# DIRECTIVE
Convert the data, from its first line through the line containing "(400, 385), (578, 535)", inclusive, into a Markdown table with the columns Row and Line, leaving out blank lines. Omit the pictures from the table.

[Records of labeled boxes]
++++++++

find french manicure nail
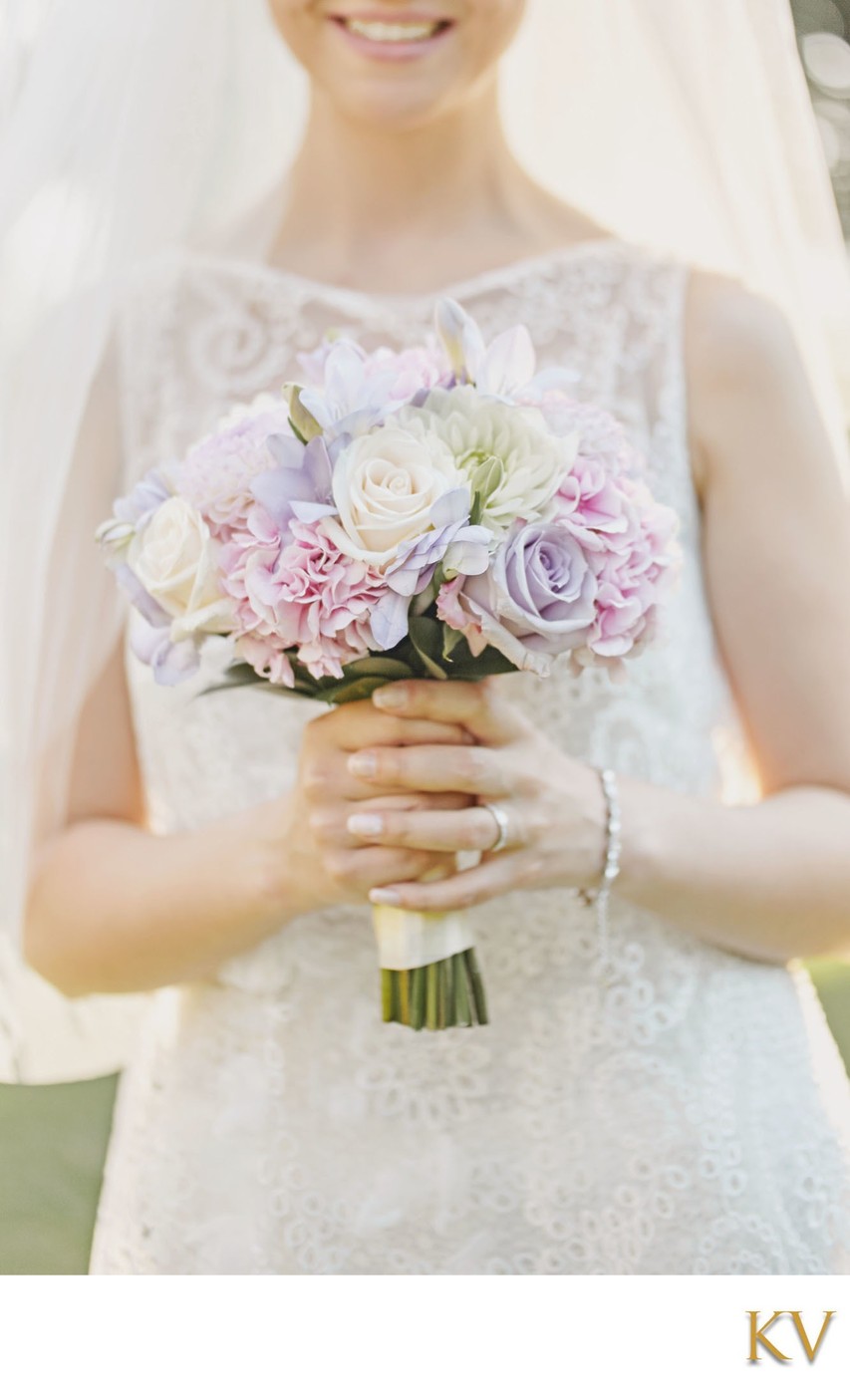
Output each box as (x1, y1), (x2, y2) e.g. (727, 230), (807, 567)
(369, 888), (402, 905)
(346, 812), (384, 836)
(349, 751), (378, 778)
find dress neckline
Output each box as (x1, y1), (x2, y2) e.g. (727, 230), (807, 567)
(182, 235), (640, 308)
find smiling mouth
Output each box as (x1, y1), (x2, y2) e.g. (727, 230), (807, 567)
(333, 15), (452, 48)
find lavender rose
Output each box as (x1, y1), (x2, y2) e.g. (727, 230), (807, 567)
(436, 521), (598, 677)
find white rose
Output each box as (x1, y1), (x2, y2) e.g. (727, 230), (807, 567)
(325, 425), (462, 570)
(128, 495), (232, 641)
(400, 385), (578, 535)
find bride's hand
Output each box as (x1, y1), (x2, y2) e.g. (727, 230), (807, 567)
(274, 700), (474, 912)
(348, 681), (605, 910)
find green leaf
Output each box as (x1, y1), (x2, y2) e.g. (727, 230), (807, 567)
(283, 384), (322, 442)
(408, 616), (446, 681)
(441, 622), (463, 661)
(199, 663), (269, 696)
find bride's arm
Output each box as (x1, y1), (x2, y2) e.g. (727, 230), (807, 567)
(340, 273), (850, 962)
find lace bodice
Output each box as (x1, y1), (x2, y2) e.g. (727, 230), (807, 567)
(88, 239), (850, 1272)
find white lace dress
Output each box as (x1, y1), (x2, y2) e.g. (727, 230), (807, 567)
(90, 239), (850, 1274)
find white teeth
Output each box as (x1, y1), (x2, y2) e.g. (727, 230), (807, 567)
(345, 20), (439, 44)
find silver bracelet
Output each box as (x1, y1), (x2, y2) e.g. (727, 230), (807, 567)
(578, 768), (621, 966)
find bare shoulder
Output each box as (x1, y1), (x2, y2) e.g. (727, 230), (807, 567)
(685, 267), (806, 494)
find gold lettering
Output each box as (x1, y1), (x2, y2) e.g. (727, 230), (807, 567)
(746, 1311), (791, 1361)
(791, 1311), (835, 1361)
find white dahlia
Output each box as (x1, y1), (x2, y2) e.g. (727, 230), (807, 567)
(397, 384), (578, 535)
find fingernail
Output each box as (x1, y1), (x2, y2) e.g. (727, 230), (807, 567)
(349, 750), (378, 778)
(369, 888), (402, 905)
(346, 812), (384, 836)
(373, 686), (409, 709)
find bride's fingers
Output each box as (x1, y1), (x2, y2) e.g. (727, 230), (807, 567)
(307, 792), (472, 851)
(346, 802), (522, 851)
(369, 847), (535, 913)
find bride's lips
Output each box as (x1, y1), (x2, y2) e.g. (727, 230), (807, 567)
(329, 10), (455, 63)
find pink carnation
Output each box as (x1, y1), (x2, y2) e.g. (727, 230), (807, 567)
(179, 404), (291, 538)
(573, 477), (682, 678)
(222, 507), (387, 685)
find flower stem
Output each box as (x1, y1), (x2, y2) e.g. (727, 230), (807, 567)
(425, 964), (439, 1030)
(381, 968), (394, 1020)
(463, 948), (490, 1026)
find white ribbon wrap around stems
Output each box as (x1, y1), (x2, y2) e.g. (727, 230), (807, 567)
(0, 0), (850, 1082)
(373, 905), (474, 972)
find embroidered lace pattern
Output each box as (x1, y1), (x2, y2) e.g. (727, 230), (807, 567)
(91, 241), (850, 1274)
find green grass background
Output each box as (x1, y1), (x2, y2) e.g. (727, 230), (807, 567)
(0, 959), (850, 1274)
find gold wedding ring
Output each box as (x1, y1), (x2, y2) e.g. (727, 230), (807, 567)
(481, 802), (508, 854)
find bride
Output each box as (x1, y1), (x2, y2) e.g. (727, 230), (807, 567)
(3, 0), (850, 1274)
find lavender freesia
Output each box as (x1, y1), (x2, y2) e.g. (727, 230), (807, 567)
(98, 298), (677, 688)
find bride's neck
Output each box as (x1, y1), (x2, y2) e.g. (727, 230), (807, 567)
(272, 84), (551, 287)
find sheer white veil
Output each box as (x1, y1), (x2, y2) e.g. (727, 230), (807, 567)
(0, 0), (850, 1081)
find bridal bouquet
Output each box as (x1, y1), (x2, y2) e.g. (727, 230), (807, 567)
(97, 298), (680, 1029)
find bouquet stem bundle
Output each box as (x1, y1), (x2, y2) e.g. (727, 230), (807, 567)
(381, 948), (487, 1030)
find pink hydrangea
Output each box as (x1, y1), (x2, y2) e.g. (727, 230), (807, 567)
(179, 402), (291, 538)
(222, 507), (387, 685)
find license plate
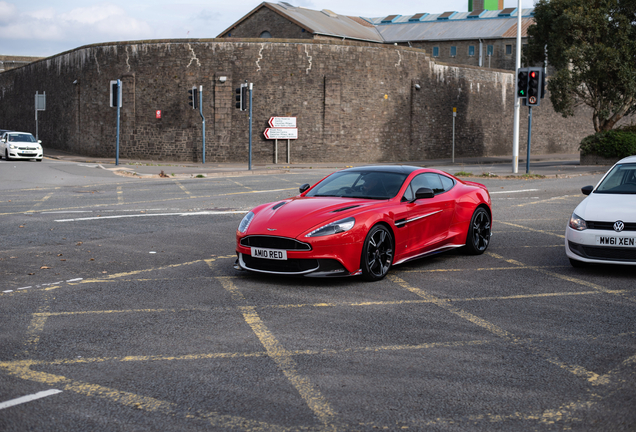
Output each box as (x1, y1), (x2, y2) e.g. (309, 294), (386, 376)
(596, 236), (636, 248)
(252, 247), (287, 260)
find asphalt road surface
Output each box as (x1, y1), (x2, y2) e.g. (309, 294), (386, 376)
(0, 160), (636, 431)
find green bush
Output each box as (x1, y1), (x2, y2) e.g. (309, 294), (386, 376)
(579, 125), (636, 159)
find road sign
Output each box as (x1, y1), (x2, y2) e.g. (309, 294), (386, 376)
(269, 117), (296, 127)
(263, 128), (298, 139)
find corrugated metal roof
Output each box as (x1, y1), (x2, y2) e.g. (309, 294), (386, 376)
(266, 3), (384, 42)
(219, 2), (534, 43)
(377, 18), (534, 43)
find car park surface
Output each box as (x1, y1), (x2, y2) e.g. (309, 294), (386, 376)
(0, 160), (636, 431)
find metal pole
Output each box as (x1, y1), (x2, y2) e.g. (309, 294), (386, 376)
(115, 79), (121, 165)
(249, 83), (253, 171)
(199, 86), (205, 163)
(512, 0), (522, 174)
(451, 108), (457, 163)
(526, 106), (532, 174)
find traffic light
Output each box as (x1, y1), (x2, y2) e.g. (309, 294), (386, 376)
(236, 84), (247, 111)
(188, 86), (199, 109)
(526, 68), (543, 106)
(517, 68), (528, 98)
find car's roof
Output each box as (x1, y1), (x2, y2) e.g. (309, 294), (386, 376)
(617, 155), (636, 163)
(343, 165), (422, 174)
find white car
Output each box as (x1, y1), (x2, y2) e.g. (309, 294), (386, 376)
(0, 131), (44, 162)
(565, 156), (636, 267)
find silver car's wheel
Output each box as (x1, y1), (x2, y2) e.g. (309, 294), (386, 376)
(360, 225), (393, 281)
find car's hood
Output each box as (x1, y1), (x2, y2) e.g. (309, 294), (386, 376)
(246, 197), (386, 238)
(574, 193), (636, 222)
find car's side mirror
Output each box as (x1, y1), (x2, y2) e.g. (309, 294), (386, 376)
(581, 186), (594, 195)
(412, 188), (435, 202)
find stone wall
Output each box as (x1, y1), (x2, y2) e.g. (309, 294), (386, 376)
(0, 39), (616, 163)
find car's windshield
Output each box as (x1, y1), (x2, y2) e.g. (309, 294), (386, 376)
(306, 170), (406, 199)
(594, 163), (636, 194)
(9, 134), (35, 142)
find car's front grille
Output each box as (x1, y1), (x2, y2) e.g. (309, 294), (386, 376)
(569, 242), (636, 261)
(585, 221), (636, 231)
(241, 236), (311, 250)
(243, 254), (318, 273)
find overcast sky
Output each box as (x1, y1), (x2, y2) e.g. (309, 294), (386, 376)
(0, 0), (535, 57)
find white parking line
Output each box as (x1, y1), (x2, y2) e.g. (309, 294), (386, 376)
(0, 389), (62, 409)
(55, 210), (247, 222)
(490, 189), (539, 195)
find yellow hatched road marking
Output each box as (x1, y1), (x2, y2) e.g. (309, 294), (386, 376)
(240, 306), (335, 426)
(388, 275), (600, 383)
(497, 221), (565, 239)
(0, 361), (298, 431)
(517, 195), (579, 207)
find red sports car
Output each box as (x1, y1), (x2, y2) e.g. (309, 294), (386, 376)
(235, 166), (492, 281)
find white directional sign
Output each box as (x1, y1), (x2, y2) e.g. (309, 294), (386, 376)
(263, 128), (298, 139)
(269, 117), (296, 127)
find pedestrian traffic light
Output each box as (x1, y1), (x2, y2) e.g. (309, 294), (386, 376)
(236, 84), (247, 111)
(188, 86), (199, 109)
(526, 68), (543, 106)
(517, 68), (528, 98)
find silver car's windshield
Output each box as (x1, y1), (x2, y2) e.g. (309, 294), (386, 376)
(594, 163), (636, 194)
(306, 170), (406, 199)
(8, 134), (35, 142)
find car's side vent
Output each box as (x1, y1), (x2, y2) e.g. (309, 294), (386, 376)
(331, 205), (360, 213)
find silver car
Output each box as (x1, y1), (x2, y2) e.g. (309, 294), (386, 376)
(0, 131), (44, 162)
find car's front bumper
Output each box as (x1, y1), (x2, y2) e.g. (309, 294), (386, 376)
(7, 149), (44, 159)
(235, 236), (362, 277)
(565, 226), (636, 265)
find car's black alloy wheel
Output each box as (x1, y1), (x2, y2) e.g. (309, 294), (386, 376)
(360, 225), (393, 281)
(466, 207), (490, 255)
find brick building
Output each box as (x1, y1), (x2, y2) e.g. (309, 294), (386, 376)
(218, 0), (534, 70)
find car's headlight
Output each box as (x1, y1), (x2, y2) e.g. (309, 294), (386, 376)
(570, 213), (587, 231)
(238, 212), (254, 233)
(305, 217), (356, 237)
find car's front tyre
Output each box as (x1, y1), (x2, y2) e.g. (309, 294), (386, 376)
(360, 225), (393, 281)
(466, 207), (491, 255)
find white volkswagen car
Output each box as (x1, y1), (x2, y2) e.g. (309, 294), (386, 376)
(565, 156), (636, 267)
(0, 131), (44, 162)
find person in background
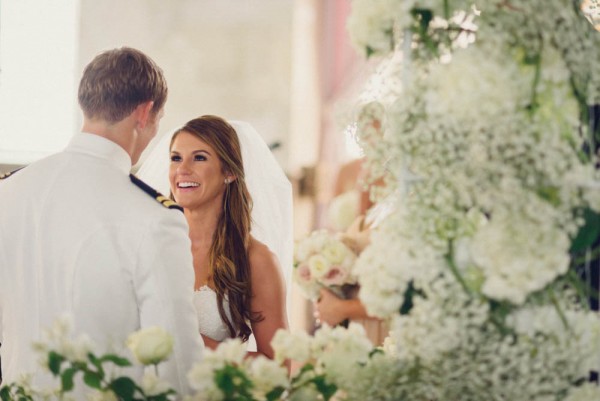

++++++++

# ANSWER FOR THIS EXERCISE
| Row | Line |
|---|---|
| 1 | find french manicure nail |
| 2 | Output each box as (x1, y1), (x2, y2) e.g. (727, 230), (807, 567) |
| 3 | (369, 888), (402, 905) |
| 4 | (346, 812), (384, 836) |
| 5 | (349, 751), (378, 778) |
| 6 | find dress neckline |
| 7 | Output each box as (x1, y1), (x2, y2) e.g. (727, 230), (807, 567) |
| 8 | (182, 235), (640, 308) |
| 9 | find smiling mouth |
| 10 | Output each box as (x1, y1), (x2, y2) e.g. (727, 230), (807, 567) |
| 11 | (333, 15), (452, 48) |
| 12 | find lavender rose |
| 13 | Output each box as (x1, y1), (x2, y2) e.g. (727, 230), (807, 567) |
| 14 | (436, 521), (598, 677) |
| 15 | find white rose |
| 16 | Output each box as (x1, y1), (x2, y2) e.g. (727, 230), (807, 567) |
| 17 | (325, 425), (462, 570) |
| 18 | (128, 495), (232, 641) |
| 19 | (400, 385), (578, 535) |